Try it
Use the entries below and reproduce exactly the lines from the one containing "the shadow of" down to the one containing "white building, each", both of them included.

Natural language region descriptions:
-- Opening Marker --

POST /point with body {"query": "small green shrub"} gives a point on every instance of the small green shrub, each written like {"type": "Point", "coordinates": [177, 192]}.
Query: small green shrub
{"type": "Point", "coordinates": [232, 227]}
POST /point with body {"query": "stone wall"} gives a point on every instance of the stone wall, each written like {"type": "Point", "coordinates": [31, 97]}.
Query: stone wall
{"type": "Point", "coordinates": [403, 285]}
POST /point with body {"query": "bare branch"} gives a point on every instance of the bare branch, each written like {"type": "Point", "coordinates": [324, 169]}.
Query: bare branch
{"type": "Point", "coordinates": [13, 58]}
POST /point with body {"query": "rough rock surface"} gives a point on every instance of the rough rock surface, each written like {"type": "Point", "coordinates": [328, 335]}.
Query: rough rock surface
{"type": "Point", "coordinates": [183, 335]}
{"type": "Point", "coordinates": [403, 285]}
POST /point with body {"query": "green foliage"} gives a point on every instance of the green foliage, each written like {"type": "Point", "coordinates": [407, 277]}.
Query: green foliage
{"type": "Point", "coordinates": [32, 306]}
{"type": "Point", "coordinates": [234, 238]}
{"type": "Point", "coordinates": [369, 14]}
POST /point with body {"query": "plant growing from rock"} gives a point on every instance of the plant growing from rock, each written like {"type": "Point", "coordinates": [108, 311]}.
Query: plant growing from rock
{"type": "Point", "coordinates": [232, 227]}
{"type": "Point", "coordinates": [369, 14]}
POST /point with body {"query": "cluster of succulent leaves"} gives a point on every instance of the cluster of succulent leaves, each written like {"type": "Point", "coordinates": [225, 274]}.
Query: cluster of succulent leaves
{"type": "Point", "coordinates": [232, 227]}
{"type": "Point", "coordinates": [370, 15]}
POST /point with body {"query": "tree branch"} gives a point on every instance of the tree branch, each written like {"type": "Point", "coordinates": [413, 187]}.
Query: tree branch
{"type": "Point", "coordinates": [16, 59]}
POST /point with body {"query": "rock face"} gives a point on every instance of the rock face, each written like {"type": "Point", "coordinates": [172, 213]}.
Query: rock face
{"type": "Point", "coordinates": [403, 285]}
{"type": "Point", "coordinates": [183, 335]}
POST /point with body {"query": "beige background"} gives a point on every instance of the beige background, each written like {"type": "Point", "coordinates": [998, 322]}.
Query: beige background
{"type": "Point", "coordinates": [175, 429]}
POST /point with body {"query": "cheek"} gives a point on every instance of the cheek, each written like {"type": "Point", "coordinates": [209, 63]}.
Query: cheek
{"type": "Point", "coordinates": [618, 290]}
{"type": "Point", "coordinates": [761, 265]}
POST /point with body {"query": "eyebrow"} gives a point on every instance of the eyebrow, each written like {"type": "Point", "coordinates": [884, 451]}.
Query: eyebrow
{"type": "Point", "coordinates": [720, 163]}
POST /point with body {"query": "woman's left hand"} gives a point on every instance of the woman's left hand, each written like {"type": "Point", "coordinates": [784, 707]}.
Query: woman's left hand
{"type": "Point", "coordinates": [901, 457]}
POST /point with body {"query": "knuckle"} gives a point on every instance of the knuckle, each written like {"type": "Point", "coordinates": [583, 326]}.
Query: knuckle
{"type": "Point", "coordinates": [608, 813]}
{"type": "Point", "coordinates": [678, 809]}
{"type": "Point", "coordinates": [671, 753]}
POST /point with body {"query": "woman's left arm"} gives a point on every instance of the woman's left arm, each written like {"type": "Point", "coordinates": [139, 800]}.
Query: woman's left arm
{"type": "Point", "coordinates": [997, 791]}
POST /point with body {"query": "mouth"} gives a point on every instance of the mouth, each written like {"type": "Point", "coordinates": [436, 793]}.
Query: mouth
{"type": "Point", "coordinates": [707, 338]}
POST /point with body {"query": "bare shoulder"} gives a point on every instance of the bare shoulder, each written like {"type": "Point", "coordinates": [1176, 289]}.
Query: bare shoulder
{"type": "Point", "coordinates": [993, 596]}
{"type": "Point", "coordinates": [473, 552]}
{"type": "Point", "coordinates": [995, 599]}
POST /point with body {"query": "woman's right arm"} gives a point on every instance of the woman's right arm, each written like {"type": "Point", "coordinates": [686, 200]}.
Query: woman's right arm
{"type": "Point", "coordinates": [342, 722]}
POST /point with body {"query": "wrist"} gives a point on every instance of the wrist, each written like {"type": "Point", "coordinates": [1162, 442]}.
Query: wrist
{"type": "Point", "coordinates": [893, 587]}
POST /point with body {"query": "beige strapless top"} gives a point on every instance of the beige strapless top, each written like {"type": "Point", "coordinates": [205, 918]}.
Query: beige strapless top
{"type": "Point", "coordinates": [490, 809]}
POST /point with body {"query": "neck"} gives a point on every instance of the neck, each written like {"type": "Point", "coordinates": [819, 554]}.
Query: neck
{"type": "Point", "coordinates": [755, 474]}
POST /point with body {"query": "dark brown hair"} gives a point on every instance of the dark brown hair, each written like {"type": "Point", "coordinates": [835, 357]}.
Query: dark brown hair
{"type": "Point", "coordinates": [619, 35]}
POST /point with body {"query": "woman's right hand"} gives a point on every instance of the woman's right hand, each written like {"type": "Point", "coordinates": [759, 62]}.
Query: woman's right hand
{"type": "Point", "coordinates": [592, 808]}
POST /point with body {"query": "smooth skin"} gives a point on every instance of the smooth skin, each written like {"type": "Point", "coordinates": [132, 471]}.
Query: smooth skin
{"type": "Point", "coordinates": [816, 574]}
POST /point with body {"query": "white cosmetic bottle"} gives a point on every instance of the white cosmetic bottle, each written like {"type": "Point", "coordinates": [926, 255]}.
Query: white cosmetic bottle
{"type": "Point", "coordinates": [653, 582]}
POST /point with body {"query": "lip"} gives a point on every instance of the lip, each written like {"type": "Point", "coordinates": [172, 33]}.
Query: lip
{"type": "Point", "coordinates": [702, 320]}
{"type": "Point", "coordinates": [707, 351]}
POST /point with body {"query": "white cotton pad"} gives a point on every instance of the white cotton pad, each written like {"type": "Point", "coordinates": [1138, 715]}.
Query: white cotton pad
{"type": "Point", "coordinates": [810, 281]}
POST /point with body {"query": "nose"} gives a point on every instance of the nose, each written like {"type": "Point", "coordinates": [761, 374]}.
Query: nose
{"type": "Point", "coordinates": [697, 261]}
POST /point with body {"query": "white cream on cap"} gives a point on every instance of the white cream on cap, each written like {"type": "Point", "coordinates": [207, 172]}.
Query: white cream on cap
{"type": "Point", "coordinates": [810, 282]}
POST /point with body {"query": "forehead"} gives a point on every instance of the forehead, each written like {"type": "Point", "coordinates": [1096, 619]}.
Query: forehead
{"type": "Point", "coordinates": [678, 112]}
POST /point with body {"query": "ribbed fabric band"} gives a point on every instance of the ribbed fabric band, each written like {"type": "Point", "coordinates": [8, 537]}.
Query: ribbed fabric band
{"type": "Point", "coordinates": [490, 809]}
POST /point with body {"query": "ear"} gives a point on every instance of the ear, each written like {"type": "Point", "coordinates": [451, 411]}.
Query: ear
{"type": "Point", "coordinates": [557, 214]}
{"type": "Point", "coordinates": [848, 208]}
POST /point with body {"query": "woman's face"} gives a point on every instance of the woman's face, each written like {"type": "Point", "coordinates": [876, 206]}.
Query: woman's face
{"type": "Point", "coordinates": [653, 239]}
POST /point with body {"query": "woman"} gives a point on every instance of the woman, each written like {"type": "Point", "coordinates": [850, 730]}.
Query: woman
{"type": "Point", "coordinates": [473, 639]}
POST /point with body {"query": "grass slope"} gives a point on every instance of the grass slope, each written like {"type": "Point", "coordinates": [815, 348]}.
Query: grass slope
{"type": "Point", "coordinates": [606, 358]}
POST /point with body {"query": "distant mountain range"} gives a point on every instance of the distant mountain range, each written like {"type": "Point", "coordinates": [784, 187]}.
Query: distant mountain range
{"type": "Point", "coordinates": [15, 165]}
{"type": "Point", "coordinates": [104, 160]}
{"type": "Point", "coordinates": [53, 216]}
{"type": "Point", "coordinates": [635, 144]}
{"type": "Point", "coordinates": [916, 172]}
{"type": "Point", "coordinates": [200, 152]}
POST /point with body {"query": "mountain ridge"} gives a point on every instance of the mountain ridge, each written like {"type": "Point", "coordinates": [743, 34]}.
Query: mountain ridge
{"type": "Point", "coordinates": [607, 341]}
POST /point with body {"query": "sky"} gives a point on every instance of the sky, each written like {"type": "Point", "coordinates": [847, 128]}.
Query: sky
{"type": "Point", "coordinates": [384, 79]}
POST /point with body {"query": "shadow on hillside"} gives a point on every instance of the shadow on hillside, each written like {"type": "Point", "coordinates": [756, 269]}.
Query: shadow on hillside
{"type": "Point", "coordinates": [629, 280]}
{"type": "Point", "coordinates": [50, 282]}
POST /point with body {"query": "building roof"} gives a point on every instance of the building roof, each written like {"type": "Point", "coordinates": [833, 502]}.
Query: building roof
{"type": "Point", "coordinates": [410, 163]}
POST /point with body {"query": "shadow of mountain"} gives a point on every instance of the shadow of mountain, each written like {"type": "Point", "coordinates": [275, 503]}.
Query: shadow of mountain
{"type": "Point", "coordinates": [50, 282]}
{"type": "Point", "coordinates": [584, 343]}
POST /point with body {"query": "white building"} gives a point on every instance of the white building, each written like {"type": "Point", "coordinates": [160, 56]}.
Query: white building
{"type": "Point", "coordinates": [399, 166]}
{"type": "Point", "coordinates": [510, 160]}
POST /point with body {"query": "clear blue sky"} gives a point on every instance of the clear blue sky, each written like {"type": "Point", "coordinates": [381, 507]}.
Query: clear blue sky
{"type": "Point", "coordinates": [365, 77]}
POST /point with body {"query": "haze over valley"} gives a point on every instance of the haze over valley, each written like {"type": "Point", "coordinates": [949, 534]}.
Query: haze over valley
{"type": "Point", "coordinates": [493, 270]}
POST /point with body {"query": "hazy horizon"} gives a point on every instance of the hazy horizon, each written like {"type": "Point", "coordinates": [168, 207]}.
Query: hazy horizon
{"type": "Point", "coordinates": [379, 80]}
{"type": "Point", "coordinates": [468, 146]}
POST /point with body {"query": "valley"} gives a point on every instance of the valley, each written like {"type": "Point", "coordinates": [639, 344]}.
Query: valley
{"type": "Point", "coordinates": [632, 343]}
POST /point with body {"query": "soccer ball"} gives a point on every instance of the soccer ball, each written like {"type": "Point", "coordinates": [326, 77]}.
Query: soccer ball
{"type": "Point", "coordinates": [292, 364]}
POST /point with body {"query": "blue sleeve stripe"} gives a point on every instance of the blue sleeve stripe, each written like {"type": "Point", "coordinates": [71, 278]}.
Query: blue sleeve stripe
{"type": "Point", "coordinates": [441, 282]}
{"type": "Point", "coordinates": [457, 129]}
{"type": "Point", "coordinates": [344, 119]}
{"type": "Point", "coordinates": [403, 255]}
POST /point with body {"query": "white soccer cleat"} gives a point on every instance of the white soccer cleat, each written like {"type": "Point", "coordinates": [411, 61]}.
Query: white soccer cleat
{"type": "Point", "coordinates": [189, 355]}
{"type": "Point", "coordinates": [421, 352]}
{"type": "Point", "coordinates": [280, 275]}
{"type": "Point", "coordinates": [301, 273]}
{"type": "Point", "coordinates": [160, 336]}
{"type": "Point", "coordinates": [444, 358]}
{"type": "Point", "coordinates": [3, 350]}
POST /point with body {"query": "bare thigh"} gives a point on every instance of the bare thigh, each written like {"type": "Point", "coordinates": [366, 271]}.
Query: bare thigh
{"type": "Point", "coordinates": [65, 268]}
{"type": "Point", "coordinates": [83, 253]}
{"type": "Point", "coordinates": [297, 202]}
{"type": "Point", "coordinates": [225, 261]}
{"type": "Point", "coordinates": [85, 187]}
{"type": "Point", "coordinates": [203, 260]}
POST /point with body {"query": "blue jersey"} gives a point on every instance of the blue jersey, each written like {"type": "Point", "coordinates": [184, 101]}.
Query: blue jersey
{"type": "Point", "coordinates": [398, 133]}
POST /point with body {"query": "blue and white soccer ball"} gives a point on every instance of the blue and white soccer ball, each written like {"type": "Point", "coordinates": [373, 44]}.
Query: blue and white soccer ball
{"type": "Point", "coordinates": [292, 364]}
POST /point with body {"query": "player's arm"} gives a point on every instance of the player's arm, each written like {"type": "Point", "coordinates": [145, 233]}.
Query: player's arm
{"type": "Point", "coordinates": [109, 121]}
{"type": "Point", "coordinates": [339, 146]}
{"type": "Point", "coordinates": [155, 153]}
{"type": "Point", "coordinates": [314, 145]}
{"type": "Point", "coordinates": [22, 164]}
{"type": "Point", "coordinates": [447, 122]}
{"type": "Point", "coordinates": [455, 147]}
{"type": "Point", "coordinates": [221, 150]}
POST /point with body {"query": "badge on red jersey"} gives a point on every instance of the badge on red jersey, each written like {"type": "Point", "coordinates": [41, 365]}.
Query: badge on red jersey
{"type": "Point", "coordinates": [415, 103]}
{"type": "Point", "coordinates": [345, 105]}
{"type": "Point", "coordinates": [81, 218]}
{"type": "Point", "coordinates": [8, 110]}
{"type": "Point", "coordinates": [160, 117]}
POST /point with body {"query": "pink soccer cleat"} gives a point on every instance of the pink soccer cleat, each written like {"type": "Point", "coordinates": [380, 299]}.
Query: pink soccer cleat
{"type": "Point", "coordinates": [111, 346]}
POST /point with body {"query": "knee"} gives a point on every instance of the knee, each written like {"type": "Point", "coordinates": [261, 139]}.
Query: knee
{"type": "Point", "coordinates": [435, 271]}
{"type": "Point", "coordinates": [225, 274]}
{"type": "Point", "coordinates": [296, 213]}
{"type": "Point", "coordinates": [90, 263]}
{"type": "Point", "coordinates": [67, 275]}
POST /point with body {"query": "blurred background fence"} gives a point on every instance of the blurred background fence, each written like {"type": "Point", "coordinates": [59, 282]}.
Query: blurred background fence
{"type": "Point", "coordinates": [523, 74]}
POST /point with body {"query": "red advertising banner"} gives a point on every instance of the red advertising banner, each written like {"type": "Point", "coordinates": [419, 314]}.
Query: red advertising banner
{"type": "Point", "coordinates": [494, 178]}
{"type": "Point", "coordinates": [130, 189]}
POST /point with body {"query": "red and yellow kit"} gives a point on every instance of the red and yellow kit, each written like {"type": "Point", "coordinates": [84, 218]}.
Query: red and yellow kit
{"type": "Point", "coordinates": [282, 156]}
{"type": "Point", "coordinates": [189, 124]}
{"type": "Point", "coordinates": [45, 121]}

-- Closing Marker --

Written answer
POST /point with body {"query": "shadow of mountain"} gives a point on every instance of the shadow of mountain, each written like {"type": "Point", "coordinates": [275, 503]}.
Query: shadow of mountain
{"type": "Point", "coordinates": [50, 282]}
{"type": "Point", "coordinates": [584, 343]}
POST /point with body {"query": "white building"} gives a point on every instance of the white building, each written like {"type": "Point", "coordinates": [160, 56]}.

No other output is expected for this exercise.